**PASSAGE FOR REVIEW**
********************
Every day, I visit my mother in a dementia special care unit at dinnertime. She has Lewy body dementia, and her executive function is toast. She has lost, for the most part, the ability to feed herself, so I sit next to her at one of the two round tables and feed her dinner, what little she eats. Two nursing assistants put out food for 10 or 11 other patients and help those who need it. I’ve worked in dementia research for more than 25 years; eating there, though, is like a practicum in all flavors of clinical dementia. But the Dementia Diner has had far more important lessons for me. Step over the squiggle to join me at the Diner.
Lesson 1: Gratitude. I’ve learned to be grateful for what we still have. My mother knows all of her family and remembers that we have visited. I’m thankful that her memory is relatively spared; some of her comrades not only do not recognize their children but do not even know that they ever had children. I’m thankful for the abilities she has today – she can still talk relatively fluently, she can transfer from her bed to wheelchair, and on good days she can even use a walker. These abilities could vanish tomorrow.
Lesson 2: Respect. The other patients are sometimes funny, sometimes sad, and sometimes aggravating. One woman had boundary issues and would sometimes reach over for my mother’s food. Another sings, “I’ve been working on the railroad” in a near-monotone, every evening. But I’ve come to know them all, and to see their efforts to be kind and tender to each other, and to love and honor them. What makes us all worthy of respect is not our intellects, or our wealth or status, but our humanity. Even when language and personality are stripped away, my companions at dinner deserve this.
Lesson 3: Courage. I don’t mean wartime courage, but the quieter courage that brings family members here every day. One nurse told me that when she first started working and observed that some patients were never visited, for months on end, she was angry at their families. Then she realized how painful it was for them to see a spouse or parent like that. My dad is 97 and has been married to my mother for 67 years. He is frightened, angry at the world for this, and yes, in pain. But he trundles over with his walker, a long walk for a frail old man, several times a day. He brings my mother grapes, and little chocolate mints, and holds her hand. He goes back and cries. His courage breaks my heart.
Lesson 4: Now. Be who you want to be, now. Be kind. Be generous. Be true. Be brave. Because someday, all that you were may be stripped away from you, and what will be left may be quite different. The memories your families and friends have of you will sustain them if you wind up with dementia. I tell the nurses that my mother was a speech pathologist. She jumped on her late chance to get an education. She loved her work, helping children. She had a wonderful sense of humor. They see a tired, sweet, still beautiful but very old woman, who needs help eating and has to wear diapers. But through my eyes, they catch a glimpse of the mother I remember, who is still there, in my heart, as I sit with her and feed her green tea ice cream, spoon by spoon.
********************
**DATA TO EXAMINE**
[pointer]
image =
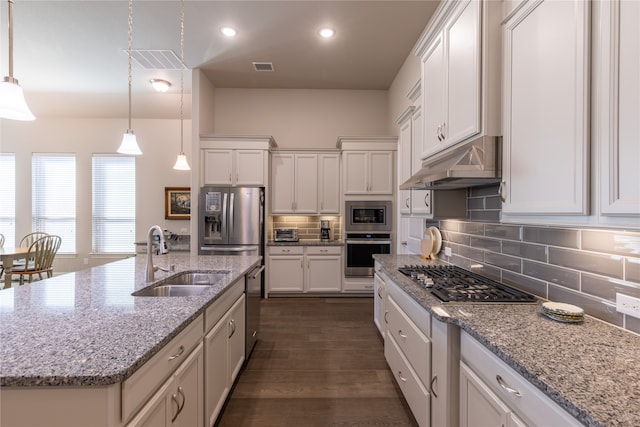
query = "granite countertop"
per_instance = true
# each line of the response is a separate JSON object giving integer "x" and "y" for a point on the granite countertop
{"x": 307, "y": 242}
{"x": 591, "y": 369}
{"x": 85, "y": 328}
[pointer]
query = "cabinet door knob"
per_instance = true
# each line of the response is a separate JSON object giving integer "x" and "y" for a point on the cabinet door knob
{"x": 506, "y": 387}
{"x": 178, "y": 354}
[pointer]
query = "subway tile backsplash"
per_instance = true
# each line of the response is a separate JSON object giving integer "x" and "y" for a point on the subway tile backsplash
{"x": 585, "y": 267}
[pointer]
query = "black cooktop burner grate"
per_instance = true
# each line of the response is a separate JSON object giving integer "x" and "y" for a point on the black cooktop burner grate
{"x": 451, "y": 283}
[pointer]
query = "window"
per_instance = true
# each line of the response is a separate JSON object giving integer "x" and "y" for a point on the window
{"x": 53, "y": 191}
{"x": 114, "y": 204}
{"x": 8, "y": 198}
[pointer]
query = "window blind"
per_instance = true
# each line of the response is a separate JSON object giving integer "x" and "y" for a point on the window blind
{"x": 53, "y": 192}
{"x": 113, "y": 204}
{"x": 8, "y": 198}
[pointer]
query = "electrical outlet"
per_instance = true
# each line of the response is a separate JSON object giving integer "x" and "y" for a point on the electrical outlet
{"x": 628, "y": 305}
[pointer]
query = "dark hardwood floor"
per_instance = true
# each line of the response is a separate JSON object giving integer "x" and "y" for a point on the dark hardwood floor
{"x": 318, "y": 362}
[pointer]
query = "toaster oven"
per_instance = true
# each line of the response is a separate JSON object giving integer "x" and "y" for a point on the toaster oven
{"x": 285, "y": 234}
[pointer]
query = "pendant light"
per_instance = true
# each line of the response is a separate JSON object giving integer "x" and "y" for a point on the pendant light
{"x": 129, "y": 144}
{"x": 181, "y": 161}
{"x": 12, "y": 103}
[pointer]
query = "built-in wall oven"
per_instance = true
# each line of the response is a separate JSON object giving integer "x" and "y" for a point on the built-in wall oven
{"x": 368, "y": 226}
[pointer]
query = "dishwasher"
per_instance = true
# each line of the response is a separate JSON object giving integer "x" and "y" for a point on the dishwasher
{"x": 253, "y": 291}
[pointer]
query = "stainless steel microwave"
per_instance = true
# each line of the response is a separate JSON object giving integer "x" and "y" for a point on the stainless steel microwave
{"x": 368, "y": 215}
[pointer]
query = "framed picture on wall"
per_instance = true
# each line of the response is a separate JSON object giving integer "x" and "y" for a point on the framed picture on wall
********************
**EXERCISE REQUIREMENTS**
Put this sentence from the essay on dinners in a dementia care unit into Spanish: "What makes us all worthy of respect is not our intellects, or our wealth or status, but our humanity."

**ANSWER TO THE PROBLEM**
Lo que nos hace a todos dignos de respeto no es nuestro intelecto, ni nuestra riqueza o posición social, sino nuestra humanidad.